» **DO THIS**: Rewrite the data below as a numbered list, one line per item, and skip any blank lines.

» **DATA**:
— START —

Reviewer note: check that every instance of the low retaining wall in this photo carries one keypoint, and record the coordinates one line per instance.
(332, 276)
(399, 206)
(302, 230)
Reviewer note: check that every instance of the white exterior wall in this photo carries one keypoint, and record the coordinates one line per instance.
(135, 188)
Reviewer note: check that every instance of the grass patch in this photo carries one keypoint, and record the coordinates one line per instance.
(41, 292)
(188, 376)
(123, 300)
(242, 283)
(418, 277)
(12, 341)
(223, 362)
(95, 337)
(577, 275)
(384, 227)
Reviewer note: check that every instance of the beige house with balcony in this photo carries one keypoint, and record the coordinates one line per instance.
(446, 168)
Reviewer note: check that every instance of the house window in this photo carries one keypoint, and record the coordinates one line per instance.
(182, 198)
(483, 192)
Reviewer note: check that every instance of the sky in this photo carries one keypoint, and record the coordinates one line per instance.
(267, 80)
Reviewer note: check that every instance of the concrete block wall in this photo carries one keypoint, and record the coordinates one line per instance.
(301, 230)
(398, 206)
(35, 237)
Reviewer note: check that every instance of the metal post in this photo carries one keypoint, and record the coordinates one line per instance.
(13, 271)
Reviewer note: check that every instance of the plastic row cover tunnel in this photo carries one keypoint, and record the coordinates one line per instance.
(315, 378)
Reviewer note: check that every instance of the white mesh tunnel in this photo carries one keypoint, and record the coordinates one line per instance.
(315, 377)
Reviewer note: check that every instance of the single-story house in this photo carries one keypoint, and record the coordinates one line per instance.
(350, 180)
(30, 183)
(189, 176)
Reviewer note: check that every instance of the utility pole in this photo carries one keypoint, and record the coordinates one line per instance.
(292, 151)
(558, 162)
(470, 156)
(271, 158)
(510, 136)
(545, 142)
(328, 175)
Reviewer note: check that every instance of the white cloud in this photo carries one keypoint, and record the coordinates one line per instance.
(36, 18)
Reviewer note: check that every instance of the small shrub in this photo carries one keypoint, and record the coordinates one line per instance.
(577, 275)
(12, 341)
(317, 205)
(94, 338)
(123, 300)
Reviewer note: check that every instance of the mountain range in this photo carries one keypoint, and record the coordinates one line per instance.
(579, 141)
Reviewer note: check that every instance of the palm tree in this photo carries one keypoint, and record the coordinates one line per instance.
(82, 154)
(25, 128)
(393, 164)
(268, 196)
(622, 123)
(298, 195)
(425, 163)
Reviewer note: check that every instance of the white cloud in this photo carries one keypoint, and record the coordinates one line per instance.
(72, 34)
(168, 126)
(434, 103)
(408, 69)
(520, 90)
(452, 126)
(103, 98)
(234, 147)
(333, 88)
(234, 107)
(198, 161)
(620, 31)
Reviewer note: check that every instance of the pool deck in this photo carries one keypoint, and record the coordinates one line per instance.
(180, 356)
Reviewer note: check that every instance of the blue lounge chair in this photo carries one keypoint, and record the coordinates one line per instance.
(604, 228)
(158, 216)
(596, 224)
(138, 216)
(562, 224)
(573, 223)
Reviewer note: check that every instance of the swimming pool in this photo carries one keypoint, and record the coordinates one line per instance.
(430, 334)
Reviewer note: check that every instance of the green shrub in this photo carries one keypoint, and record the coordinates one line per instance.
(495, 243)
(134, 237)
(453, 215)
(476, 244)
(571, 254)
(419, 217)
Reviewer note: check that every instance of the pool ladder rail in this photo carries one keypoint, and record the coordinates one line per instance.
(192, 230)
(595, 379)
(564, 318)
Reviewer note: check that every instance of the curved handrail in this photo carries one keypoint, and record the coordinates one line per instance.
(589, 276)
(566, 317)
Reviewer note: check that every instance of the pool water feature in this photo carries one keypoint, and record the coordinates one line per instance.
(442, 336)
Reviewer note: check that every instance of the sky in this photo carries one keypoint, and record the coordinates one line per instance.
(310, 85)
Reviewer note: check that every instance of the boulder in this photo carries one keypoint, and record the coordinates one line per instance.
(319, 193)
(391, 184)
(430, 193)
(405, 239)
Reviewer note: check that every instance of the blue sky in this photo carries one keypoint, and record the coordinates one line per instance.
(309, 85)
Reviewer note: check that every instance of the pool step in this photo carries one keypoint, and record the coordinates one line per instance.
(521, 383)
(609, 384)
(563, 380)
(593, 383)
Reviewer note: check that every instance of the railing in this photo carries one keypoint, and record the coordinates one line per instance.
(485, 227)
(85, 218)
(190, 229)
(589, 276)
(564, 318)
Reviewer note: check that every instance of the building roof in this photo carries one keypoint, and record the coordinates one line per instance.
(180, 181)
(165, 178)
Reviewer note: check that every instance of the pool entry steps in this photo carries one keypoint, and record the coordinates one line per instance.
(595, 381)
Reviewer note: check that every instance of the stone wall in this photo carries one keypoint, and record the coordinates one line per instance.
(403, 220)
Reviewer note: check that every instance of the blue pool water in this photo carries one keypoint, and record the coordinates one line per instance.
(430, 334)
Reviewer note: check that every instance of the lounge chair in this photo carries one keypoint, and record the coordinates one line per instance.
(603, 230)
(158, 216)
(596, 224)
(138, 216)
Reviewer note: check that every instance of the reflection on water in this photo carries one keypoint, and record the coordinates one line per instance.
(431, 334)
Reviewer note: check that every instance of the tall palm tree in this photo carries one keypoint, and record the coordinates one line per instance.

— END —

» **TASK OUTPUT**:
1. Reviewer note: check that every instance of the low retaining wall in this photo carries one keypoint, and record the coordinates one line per instance.
2. (332, 276)
3. (399, 206)
4. (302, 230)
5. Reviewer note: check that every instance of the white exterior wall in this photo carries one keypoint, and record the coordinates one line per instance.
6. (135, 188)
7. Reviewer note: check that every instance of the grass patch in this photo carries one keypoint, and record the coordinates one line per instance.
8. (41, 292)
9. (188, 376)
10. (123, 300)
11. (242, 283)
12. (418, 277)
13. (12, 341)
14. (223, 362)
15. (95, 337)
16. (577, 275)
17. (384, 227)
18. Reviewer note: check that every instance of the beige house with balcony in this photo carries one keypoint, and record the coordinates one line per instance.
19. (446, 168)
20. Reviewer note: check that every instance of the house window in this photo carries one keypoint, and record the coordinates one line per instance.
21. (182, 198)
22. (483, 192)
23. Reviewer note: check that every instance of the sky in this photo carries one keypoint, and record the coordinates one line per instance.
24. (267, 80)
25. Reviewer note: check that every instance of the concrete block wall in this photo carries one keypoint, and record the coordinates one line per instance.
26. (301, 230)
27. (398, 206)
28. (35, 237)
29. Reviewer note: check that every instance of the metal post in this photo carries one keypoint, and record the coordinates one line per instance.
30. (13, 271)
31. Reviewer note: check that every instance of the plastic row cover tunnel in this photo carries one keypoint, and record the coordinates one line per instance.
32. (315, 378)
33. Reviewer note: check that every instance of the white mesh tunnel in this photo carries one keypoint, and record the coordinates one line per instance.
34. (315, 377)
35. Reviewer note: check that every instance of the single-story house in this photo carries one keypoint, and record the coordinates one line per instance.
36. (350, 180)
37. (30, 183)
38. (189, 176)
39. Reviewer note: check that every instance of the utility pole in this photo carries one keypoint, and record the coordinates one line per instance.
40. (292, 151)
41. (558, 162)
42. (470, 156)
43. (271, 158)
44. (510, 136)
45. (545, 142)
46. (328, 175)
47. Reviewer note: check that every instance of the white cloud in this photo carries one keypoint, and record the coordinates one line per instance.
48. (36, 18)
49. Reviewer note: check that every instance of the small shrub in this photo carries one keypoint, and record the coordinates one line per instance.
50. (577, 275)
51. (12, 341)
52. (317, 205)
53. (94, 338)
54. (123, 300)
55. Reviewer note: check that every instance of the mountain range in this photo carries one keypoint, and record the coordinates one line per instance.
56. (579, 141)
57. Reviewer note: check that every instance of the palm tree in this photo carries one keypoint, and record the coordinates one line per instance.
58. (82, 154)
59. (25, 128)
60. (393, 164)
61. (268, 196)
62. (622, 123)
63. (298, 195)
64. (425, 163)
65. Reviewer note: check that every instance of the white cloud in this photo carries one keypoint, and record the coordinates one line per instance.
66. (72, 34)
67. (168, 126)
68. (434, 103)
69. (408, 69)
70. (520, 90)
71. (452, 126)
72. (103, 98)
73. (234, 147)
74. (333, 88)
75. (234, 107)
76. (198, 161)
77. (620, 31)
78. Reviewer note: check that every instance of the pool deck in this photo carries one keypoint, and record the coordinates one line per instance.
79. (180, 356)
80. Reviewer note: check that every instance of the blue lounge chair in this photo carries one keypoint, and record the coordinates one line per instance.
81. (604, 228)
82. (158, 216)
83. (596, 224)
84. (138, 216)
85. (562, 224)
86. (573, 223)
87. Reviewer note: check that every instance of the swimming pool in this photo carries one keypoint, and record the coordinates one line per instance.
88. (430, 334)
89. Reviewer note: check that every instance of the green shrub in this photo carries one keypoint, and record the coordinates one line per instance.
90. (495, 243)
91. (134, 237)
92. (453, 215)
93. (476, 244)
94. (571, 254)
95. (419, 217)
96. Reviewer note: check that every instance of the pool ladder rail in this photo carries one keypoint, and record the coordinates one line per instance.
97. (192, 230)
98. (595, 379)
99. (564, 318)
100. Reviewer note: check that every instance of the curved handrail in this photo carries one keypoint, and record the coordinates one line per instance.
101. (589, 276)
102. (566, 317)
103. Reviewer note: check that every instance of the pool water feature in this photo carries one keypoint, and record the coordinates one line per instance.
104. (442, 336)
105. Reviewer note: check that every instance of the sky in this photo carries one keypoint, and record the coordinates one line per instance.
106. (310, 85)
107. Reviewer note: check that every instance of the boulder in this photo carries one keypoint, and record the coordinates one line per instance.
108. (319, 193)
109. (391, 184)
110. (430, 193)
111. (405, 239)
112. Reviewer note: check that every instance of the blue sky in this photo carries one keypoint, and record the coordinates one line per instance.
113. (309, 85)
114. Reviewer note: check that every instance of the pool step in this photo carries one keypoint, and record the coordinates one line per instance.
115. (521, 383)
116. (609, 384)
117. (563, 380)
118. (593, 383)
119. Reviewer note: check that every instance of the railing in this photo carries one keypoint, and record the coordinates one line per instance.
120. (485, 227)
121. (85, 218)
122. (190, 229)
123. (589, 276)
124. (564, 318)
125. Reviewer note: check that every instance of the building roof in this photo carries one keypoint, and record the coordinates one line per instance.
126. (180, 181)
127. (165, 178)
128. Reviewer note: check that every instance of the pool entry steps in this photo carries one keypoint, and record the coordinates one line per instance.
129. (595, 381)
130. Reviewer note: check that every instance of the stone wall in this photo carries one keypoint, and record the coordinates one line per instance.
131. (403, 220)
132. Reviewer note: check that every instance of the blue pool water in this photo carries one keypoint, and record the coordinates one line per instance.
133. (430, 334)
134. Reviewer note: check that every instance of the lounge chair in this photo carries one keypoint, and record the coordinates one line per instance.
135. (603, 230)
136. (158, 216)
137. (596, 224)
138. (138, 216)
139. Reviewer note: check that every instance of the reflection on water in this photo carries one keypoint, and record the coordinates one line per instance.
140. (431, 334)
141. Reviewer note: check that every instance of the tall palm tree in this photo carries one keypoint, and record the coordinates one line per instance.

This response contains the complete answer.